Aim of the exercise. Put the entries below into a two-column CSV with the header row text,answer, giving one row per entry, with the entry's wording under text and its answer under answer. Enclose each field in double quotes and replace any line breaks within a field with spaces.
═══
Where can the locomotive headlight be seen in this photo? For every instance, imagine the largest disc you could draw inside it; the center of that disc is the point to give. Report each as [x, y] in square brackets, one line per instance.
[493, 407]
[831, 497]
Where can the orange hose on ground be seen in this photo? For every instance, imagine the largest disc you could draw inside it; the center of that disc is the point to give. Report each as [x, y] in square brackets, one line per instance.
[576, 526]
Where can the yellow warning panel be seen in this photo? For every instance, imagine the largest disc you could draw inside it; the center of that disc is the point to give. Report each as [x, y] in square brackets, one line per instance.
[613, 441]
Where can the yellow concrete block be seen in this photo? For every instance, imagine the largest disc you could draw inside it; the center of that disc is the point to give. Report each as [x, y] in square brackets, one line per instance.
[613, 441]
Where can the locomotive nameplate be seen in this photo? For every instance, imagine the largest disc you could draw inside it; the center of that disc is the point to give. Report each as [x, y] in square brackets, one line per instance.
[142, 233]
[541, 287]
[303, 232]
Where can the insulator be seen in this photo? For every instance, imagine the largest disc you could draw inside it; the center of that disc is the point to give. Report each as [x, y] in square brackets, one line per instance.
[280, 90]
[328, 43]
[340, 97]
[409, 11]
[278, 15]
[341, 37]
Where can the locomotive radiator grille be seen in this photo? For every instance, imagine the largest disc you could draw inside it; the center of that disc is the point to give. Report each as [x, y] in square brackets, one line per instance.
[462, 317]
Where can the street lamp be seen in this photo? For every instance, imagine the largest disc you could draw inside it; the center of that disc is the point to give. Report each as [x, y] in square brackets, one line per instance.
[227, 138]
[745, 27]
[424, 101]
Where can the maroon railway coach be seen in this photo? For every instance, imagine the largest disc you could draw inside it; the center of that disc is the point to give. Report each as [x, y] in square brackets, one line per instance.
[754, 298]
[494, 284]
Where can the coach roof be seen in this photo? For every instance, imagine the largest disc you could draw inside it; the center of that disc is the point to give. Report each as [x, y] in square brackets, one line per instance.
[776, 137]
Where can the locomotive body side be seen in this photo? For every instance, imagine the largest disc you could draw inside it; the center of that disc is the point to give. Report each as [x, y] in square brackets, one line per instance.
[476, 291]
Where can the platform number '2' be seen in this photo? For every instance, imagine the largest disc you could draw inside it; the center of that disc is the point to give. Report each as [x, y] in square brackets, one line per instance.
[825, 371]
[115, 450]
═══
Answer to this exercise.
text,answer
"Where can the locomotive headlight be seen in this photo? For every instance, imagine the largest disc you could draw inside it; the center of that disc is the point to give. Report each as [x, y] in square brackets, one line per instance.","[493, 407] [831, 497]"
"Where can the orange hose on ground be seen in this photo? For every instance, imagine the largest disc you could draw inside it; the center of that disc is the point to give. Report each as [x, y] in square brackets, one line per instance.","[576, 526]"
"Where can the yellow warning panel be seen in this photo? For every instance, imagine the largest disc you could draw inside it; the center of that disc is the point to give. Report each as [x, y] in square brackets, one line per instance.","[613, 441]"
"Where can the yellow concrete block be seen in this photo? For every instance, imagine the largest disc you could draw inside it; the center of that disc is the point to give. Report each as [x, y] in square brackets, one line per instance.","[613, 441]"
"Where can the locomotive nameplate be seen in this photo? For every instance, imagine the largest disc you could draw inside it; the center of that disc is the point to give. Report each as [x, y] in square brackets, one line per instance.","[142, 233] [541, 287] [303, 232]"
"Where can the insulator be seen in this photo? For every instance, imagine the largest disc you could draw inside it; the center of that disc is the point to give. Report each as [x, y] in square brackets, one line per instance.","[280, 90] [328, 43] [340, 97] [409, 11] [278, 15] [341, 37]"
"Where can the locomotive radiator grille be seen in this photo? For every instance, imagine the largest disc you could draw inside it; the center of that disc is the point to give. Report each as [x, y] in square brackets, one line per instance.","[462, 317]"
"Where can the street lamp be seen in this photo? For every instance, imagine the largest disc you could draw inside it; the center of that disc is the point to give. Report each as [x, y] in square brackets, one line per instance.","[227, 138] [745, 27] [424, 101]"
"Where can the maroon railway coach be seen in this photo? For every instance, imagine the largest disc you could draw inside it; the center of that disc is the point to give. Report each as [x, y] in square brackets, one line per instance.","[754, 298] [494, 284]"
"Where can the coach roof be seen in this photo? For every instance, imagine the largest disc you could draw inside it; the center of that disc is the point to give. Report each as [x, y] in square brackets, one line per instance.","[776, 137]"
"Where can the locomotive body side be seen in this photo? For every instance, imagine the largest disc you could draw inside it; the center of that disc is the point to give. Report each as [x, y] in square brackets, one line per instance.","[476, 291]"
"Where can the platform number '2' be seen in this photo? For every instance, imagine the largest disc you could draw inside it; the center of that disc is the point to give. Report each as [x, y] in square brackets, one line per instance.","[825, 371] [115, 450]"